→ Your instructions:
Word for word, restate the listing that follows and leave out the images.

****************

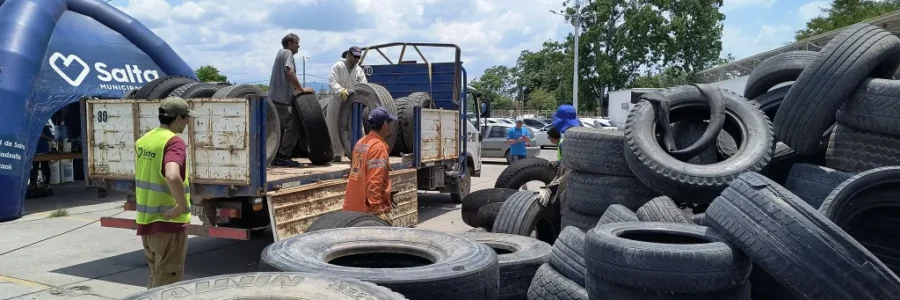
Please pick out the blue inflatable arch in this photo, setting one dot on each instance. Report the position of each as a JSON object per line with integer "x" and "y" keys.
{"x": 27, "y": 97}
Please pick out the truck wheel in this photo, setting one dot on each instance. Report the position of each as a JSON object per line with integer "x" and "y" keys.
{"x": 522, "y": 214}
{"x": 550, "y": 284}
{"x": 345, "y": 219}
{"x": 268, "y": 286}
{"x": 519, "y": 174}
{"x": 461, "y": 188}
{"x": 314, "y": 129}
{"x": 518, "y": 258}
{"x": 413, "y": 262}
{"x": 800, "y": 247}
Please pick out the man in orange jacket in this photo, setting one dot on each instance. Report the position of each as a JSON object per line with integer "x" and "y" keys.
{"x": 369, "y": 184}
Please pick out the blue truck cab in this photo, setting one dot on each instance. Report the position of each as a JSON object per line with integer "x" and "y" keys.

****************

→ Task answer:
Please pick out the blue inflatable arch in this photo, setting one dot on each instance. Report the position of each as a JSON object per line with integer "x" and "y" keys.
{"x": 27, "y": 97}
Please pick out the truck wheel in this photo, setting one dot on each instance. Report the position of each as a JSON object per line with integer "x" and "y" keys.
{"x": 522, "y": 214}
{"x": 550, "y": 284}
{"x": 345, "y": 219}
{"x": 268, "y": 286}
{"x": 519, "y": 174}
{"x": 461, "y": 188}
{"x": 314, "y": 129}
{"x": 518, "y": 258}
{"x": 413, "y": 262}
{"x": 800, "y": 247}
Please pick out the man in orange jacket in this photo, setting one dot on each instance. Report the position of each as a JSON object per line with integer "x" and "y" keys.
{"x": 369, "y": 184}
Please pick out the blue truck cab in this photo, setting one dot on each instance. Report the position of each as a JSON object per line with integer "x" and "y" keys.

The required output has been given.